» Given problem
Reproduce every one of the records below word for word.

........

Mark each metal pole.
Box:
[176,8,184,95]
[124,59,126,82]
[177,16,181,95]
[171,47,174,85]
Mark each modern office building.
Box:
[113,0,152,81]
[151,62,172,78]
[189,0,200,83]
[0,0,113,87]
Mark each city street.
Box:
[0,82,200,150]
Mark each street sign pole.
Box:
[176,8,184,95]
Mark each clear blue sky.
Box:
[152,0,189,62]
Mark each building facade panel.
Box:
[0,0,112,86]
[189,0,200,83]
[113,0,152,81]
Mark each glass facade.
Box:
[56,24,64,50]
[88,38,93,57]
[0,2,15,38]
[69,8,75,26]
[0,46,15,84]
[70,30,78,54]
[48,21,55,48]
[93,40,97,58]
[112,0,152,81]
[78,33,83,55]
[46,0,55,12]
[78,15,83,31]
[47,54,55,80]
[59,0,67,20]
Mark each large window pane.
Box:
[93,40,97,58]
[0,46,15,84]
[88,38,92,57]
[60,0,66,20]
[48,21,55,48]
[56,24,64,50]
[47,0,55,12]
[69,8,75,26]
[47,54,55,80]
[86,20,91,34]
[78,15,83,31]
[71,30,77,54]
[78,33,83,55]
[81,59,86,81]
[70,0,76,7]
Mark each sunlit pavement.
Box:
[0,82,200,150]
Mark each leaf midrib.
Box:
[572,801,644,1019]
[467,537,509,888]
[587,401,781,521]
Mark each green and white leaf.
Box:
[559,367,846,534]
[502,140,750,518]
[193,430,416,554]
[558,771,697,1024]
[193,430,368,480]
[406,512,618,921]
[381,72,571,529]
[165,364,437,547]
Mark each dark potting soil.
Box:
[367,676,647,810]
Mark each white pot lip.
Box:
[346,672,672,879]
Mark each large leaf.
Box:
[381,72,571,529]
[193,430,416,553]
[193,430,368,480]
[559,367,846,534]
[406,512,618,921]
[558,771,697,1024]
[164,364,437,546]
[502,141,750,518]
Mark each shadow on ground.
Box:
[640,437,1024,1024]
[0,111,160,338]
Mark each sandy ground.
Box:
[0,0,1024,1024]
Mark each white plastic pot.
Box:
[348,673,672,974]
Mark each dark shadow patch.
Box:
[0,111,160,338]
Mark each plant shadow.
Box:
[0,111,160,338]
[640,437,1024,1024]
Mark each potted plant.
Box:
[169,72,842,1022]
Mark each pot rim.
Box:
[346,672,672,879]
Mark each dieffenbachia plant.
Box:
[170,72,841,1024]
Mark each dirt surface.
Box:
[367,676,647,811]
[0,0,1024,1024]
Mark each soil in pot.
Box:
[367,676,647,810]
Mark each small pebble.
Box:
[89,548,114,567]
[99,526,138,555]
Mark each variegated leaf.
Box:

........

» Solution for this problem
Mark each metal pole.
Box:
[176,8,184,95]
[124,59,126,82]
[177,16,181,95]
[171,47,174,85]
Mark each modern office building.
Box:
[113,0,152,81]
[151,62,172,78]
[189,0,200,83]
[0,0,113,87]
Mark each city street.
Box:
[0,82,200,150]
Mark each street sign pole.
Box:
[176,8,184,95]
Mark each clear blue sky.
Box:
[152,0,189,62]
Mark each building facade panel.
Box:
[0,0,112,86]
[189,0,200,83]
[113,0,152,81]
Mark each glass facade.
Box:
[56,24,64,50]
[88,38,93,57]
[0,2,15,38]
[69,8,75,26]
[0,46,15,84]
[70,30,78,54]
[48,21,55,48]
[93,40,97,58]
[112,0,152,81]
[78,33,83,55]
[46,0,55,12]
[78,15,83,31]
[47,54,55,80]
[59,0,67,20]
Mark each large window pane.
Box:
[93,40,97,58]
[0,46,15,84]
[88,38,92,57]
[60,0,66,20]
[48,21,55,48]
[56,24,64,50]
[47,0,55,12]
[69,8,75,26]
[47,54,55,80]
[86,20,91,34]
[78,15,83,31]
[71,30,77,54]
[78,33,83,55]
[81,59,86,81]
[70,0,76,7]
Mark each sunlit pavement.
Box:
[0,82,200,150]
Mark each leaf midrib.
Box:
[572,801,644,1019]
[467,537,509,888]
[587,401,781,521]
Mark each green and white leaf.
Box:
[559,367,846,534]
[502,140,750,518]
[193,430,416,554]
[558,771,697,1024]
[193,430,368,480]
[406,512,618,921]
[381,72,571,529]
[165,364,437,547]
Mark each dark potting soil.
Box:
[367,676,647,810]
Mark each white pot lip.
Box:
[346,672,672,879]
Mark each large leaf.
Box:
[381,72,571,529]
[193,430,416,553]
[193,430,368,480]
[559,367,846,534]
[406,512,618,921]
[558,771,697,1024]
[164,364,437,546]
[502,141,750,518]
Mark each shadow on ground.
Box:
[640,437,1024,1024]
[0,111,160,338]
Mark each sandy ground.
Box:
[0,0,1024,1024]
Mark each white plastic pot.
Box:
[348,673,672,974]
Mark each dark shadow patch.
Box:
[0,111,160,338]
Mark each plant shadow.
Box:
[0,111,160,338]
[640,437,1024,1024]
Mark each potted plant.
Box:
[169,72,842,1022]
Mark each pot rim.
Box:
[346,672,672,879]
Mark each dieffenbachia plant.
Box:
[170,72,841,1024]
Mark each dirt surface.
Box:
[367,676,647,811]
[0,0,1024,1024]
Mark each soil in pot.
Box:
[367,676,647,810]
Mark each small pebble.
Box:
[89,548,114,567]
[99,526,138,555]
Mark each variegated leaf.
Box:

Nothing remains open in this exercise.